Exercise directions → Rewrite the data below as a numbered list, leaving out any blank lines.

Dataset rows:
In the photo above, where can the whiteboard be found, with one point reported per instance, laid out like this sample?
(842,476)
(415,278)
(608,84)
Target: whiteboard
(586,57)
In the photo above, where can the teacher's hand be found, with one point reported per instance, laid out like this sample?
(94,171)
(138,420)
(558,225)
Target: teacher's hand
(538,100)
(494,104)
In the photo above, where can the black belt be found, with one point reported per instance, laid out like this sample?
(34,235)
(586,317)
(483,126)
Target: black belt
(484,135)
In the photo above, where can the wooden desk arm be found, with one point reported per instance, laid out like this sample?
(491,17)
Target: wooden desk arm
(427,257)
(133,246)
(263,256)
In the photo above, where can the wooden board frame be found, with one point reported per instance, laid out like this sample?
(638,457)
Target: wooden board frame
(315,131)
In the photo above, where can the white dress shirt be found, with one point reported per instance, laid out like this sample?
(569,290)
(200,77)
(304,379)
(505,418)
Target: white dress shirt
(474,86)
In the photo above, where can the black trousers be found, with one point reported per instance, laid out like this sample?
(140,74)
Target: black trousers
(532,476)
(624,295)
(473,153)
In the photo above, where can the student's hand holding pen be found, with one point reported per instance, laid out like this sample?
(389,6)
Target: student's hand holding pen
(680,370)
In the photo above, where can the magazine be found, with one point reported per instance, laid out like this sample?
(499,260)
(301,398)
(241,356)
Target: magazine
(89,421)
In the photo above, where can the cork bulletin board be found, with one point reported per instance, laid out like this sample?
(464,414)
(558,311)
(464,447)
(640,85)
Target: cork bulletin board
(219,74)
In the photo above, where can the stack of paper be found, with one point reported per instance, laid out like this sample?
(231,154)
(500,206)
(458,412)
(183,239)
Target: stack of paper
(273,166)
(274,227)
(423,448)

Written solution →
1. In the photo above, where can the whiteboard be found, with one point reported per instance, laid out like this sample?
2. (842,476)
3. (415,278)
4. (608,84)
5. Target: whiteboard
6. (586,57)
7. In the photo above, where can the teacher's hand be found, with one point reported per instance, laid out like this sample?
8. (94,171)
9. (138,420)
10. (558,225)
11. Target: teacher's hand
12. (538,100)
13. (494,104)
14. In the photo above, where can the black belt be found, with one point reported per instance, laid out like this sample?
15. (34,235)
16. (586,317)
17. (483,126)
18. Target: black belt
19. (484,135)
20. In the photo above, where can the wooden desk arm be found, with one point reported per instance, laid out like this sample?
21. (491,17)
22. Target: wooden desk arm
23. (427,257)
24. (133,246)
25. (263,256)
26. In the photo above, where can the wooden board frame be found, with one point reported per instance, laid out like this sample?
27. (638,457)
28. Target: wooden board frame
29. (315,131)
30. In the photo above, where can the white dress shirt be found, with one point reported per instance, laid out like this sample?
31. (569,290)
32. (200,77)
33. (304,379)
34. (505,418)
35. Target: white dress shirt
36. (474,86)
37. In the photo above, where can the black trousers be found, with one point reported per instance, laid out like this sample?
38. (140,74)
39. Target: black trousers
40. (532,476)
41. (624,295)
42. (473,153)
43. In the photo above, where can the student's hand holding pen be found, with one point reported per instance, laid out like this sample?
44. (389,6)
45. Target: student's hand holding pen
46. (680,370)
47. In the photo above, where can the magazine be found, with one point reported per instance, laid out like this sample?
48. (499,260)
49. (301,398)
50. (241,356)
51. Target: magazine
52. (89,421)
53. In the photo above, where can the cork bulletin board be found, with one point reported per instance, laid out like this sample?
54. (464,414)
55. (558,311)
56. (464,447)
57. (640,85)
58. Target: cork bulletin board
59. (219,74)
60. In the photo above, where can the stack of paper be found, with one point reported per instance, laid out like this sample?
61. (231,154)
62. (500,206)
63. (458,412)
64. (183,239)
65. Target: stack of paper
66. (273,166)
67. (274,227)
68. (423,448)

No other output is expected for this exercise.